TASKS TO COMPLETE:
a - In the forum post on multilevel PCA, shorten the paragraph that begins "The reason I am contacting you" while keeping its main facts.
b - Which function does the forum post on multilevel PCA say was used, following the data(vac18) example?

══ SELECTED TEXT

Multilevel (cross-over) PCA - artifact?

Dear all,
I would like to express that mixOmics is a great contribution, and as far I know, one of the very few options for performing PCA and PLS-DA with cross-over designs in Bioconductor, along with all omics integration features.
The reason I am contacting you is because I used mixOmics to generate PCA for a simple cross-over design without additional factors, meaning that the same subjects had the blood collected in two time-points (before and after), but all subjects received the same treatment. Using the function ‘withinVariation’ as in the example of data(vac18), I have noted that the PCA is symmetric, like a mirrored image (vertical and horizontal). Although I may have misinterpreted something since I have never performed PCA in cross-over design before, this does not make sense to me. If this is not the way to do it, how could I specify that each pair of samples is from the same individual?

════
══ RECORD EXCERPTS

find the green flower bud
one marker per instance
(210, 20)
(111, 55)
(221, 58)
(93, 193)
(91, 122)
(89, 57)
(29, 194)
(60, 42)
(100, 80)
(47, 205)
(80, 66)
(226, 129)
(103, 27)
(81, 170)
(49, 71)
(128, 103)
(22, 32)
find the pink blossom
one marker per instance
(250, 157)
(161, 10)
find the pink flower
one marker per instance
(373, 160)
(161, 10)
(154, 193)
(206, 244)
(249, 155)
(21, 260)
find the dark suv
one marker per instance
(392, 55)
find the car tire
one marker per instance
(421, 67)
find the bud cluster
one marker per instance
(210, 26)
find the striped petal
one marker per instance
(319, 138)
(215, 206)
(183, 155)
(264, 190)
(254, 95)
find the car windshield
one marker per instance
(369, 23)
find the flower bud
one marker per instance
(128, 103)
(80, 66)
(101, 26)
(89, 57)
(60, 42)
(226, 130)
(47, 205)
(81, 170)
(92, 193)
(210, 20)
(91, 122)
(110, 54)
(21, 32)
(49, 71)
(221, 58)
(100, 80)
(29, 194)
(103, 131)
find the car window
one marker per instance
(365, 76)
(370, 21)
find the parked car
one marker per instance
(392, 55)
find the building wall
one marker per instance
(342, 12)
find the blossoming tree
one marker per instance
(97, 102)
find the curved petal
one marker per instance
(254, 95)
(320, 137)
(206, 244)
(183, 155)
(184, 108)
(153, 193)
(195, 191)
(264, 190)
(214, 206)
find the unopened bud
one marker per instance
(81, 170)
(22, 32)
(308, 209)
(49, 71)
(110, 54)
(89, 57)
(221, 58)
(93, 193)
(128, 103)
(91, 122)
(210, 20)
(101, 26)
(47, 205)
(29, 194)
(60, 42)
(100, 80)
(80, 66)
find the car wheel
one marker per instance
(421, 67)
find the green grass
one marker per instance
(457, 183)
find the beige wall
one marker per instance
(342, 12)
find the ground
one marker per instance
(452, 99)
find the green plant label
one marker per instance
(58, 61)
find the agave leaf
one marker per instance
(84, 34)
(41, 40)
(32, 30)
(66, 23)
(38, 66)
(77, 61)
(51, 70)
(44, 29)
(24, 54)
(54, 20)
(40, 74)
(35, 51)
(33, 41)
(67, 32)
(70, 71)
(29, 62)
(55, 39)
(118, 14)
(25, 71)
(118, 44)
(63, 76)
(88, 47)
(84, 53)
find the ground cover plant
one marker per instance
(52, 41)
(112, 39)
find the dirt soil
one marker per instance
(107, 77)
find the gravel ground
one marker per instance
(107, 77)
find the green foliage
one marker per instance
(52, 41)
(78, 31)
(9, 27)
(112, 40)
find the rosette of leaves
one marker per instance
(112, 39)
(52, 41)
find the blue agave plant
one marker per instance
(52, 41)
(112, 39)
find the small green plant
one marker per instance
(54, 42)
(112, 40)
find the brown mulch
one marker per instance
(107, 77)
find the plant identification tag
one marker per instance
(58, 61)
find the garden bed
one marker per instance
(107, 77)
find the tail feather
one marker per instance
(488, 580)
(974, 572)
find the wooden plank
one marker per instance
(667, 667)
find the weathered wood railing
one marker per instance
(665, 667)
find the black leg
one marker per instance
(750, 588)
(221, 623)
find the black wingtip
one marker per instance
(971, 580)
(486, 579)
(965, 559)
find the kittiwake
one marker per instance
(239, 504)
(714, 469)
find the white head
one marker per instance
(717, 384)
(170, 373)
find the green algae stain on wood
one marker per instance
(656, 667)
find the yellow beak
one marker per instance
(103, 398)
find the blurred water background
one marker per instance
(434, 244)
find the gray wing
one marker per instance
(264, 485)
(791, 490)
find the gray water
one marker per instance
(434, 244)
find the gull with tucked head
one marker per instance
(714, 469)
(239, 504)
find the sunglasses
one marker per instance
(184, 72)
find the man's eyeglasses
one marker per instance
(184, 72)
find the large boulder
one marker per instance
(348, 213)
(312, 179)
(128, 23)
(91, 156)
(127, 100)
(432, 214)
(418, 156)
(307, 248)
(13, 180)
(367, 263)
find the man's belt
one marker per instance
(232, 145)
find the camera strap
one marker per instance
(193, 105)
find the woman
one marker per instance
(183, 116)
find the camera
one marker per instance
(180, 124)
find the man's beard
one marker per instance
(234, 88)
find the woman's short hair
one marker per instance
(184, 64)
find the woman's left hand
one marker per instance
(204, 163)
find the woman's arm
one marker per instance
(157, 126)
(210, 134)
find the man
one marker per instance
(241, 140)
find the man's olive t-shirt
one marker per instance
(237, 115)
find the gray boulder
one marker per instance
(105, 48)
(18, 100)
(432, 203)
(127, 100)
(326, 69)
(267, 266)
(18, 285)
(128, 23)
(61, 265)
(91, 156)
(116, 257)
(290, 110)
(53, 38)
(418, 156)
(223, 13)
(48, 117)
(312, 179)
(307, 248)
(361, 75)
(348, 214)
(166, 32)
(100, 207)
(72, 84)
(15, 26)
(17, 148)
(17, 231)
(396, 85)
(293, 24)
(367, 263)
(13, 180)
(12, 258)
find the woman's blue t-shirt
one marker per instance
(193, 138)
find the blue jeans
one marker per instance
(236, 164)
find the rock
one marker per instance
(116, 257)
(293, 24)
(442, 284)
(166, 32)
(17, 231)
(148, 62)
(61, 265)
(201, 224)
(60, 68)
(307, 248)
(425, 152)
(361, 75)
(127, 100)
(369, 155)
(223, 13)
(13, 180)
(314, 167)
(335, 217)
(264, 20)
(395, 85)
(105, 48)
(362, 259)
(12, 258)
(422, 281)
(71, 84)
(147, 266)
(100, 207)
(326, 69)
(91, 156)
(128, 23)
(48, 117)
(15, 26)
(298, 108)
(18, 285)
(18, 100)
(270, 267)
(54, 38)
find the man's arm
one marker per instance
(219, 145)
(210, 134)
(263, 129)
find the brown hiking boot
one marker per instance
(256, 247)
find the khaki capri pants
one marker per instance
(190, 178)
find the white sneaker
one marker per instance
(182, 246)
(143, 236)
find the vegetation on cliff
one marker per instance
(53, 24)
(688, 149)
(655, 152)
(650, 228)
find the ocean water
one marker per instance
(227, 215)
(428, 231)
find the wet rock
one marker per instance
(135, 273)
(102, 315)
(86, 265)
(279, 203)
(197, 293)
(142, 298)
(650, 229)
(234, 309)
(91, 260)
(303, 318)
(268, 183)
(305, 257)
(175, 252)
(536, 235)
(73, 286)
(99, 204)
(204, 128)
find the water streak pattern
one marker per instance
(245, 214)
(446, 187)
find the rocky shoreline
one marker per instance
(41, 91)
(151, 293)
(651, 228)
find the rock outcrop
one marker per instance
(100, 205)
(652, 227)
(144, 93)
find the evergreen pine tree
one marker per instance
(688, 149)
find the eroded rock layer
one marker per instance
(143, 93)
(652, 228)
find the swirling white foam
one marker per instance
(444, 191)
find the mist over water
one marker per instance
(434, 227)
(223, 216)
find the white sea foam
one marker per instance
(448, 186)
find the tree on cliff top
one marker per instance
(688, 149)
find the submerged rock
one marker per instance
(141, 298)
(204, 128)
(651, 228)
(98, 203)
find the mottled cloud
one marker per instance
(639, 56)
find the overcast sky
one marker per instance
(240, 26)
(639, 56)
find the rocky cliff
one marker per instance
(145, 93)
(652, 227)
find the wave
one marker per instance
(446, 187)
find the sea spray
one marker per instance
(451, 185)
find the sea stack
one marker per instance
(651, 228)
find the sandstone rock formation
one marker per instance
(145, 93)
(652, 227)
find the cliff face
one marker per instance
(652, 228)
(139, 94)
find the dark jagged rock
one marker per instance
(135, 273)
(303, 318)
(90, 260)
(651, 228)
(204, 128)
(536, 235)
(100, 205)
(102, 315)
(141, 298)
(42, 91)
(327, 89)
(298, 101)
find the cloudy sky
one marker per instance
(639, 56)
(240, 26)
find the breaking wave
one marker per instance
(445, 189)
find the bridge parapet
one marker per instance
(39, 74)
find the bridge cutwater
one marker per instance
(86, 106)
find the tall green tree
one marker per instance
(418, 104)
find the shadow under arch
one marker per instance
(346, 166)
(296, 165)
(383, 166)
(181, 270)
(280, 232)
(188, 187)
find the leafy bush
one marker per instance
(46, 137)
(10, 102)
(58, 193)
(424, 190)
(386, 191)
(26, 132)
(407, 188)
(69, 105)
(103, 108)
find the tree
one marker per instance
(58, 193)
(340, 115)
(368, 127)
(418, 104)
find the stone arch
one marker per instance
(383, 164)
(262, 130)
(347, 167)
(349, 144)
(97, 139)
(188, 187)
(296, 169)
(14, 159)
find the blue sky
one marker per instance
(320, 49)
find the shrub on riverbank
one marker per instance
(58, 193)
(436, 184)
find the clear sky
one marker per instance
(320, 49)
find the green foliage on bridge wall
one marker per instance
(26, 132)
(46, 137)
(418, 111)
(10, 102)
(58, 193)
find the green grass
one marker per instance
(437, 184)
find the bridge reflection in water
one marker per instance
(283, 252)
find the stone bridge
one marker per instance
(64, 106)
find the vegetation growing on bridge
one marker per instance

════

EXPECTED RESPONSES:
a - The writer used mixOmics to run PCA on a simple cross-over design with no additional factors. The same subjects had blood collected at two time points (before and after), and all received the same treatment. Following the data(vac18) example with the function 'withinVariation', the writer found the PCA symmetric, like a mirrored image both vertically and horizontally. Having never done PCA in a cross-over design, the writer finds this puzzling. The writer asks how to specify that each pair of samples comes from the same individual if this is not the right approach.

b - The function 'withinVariation'.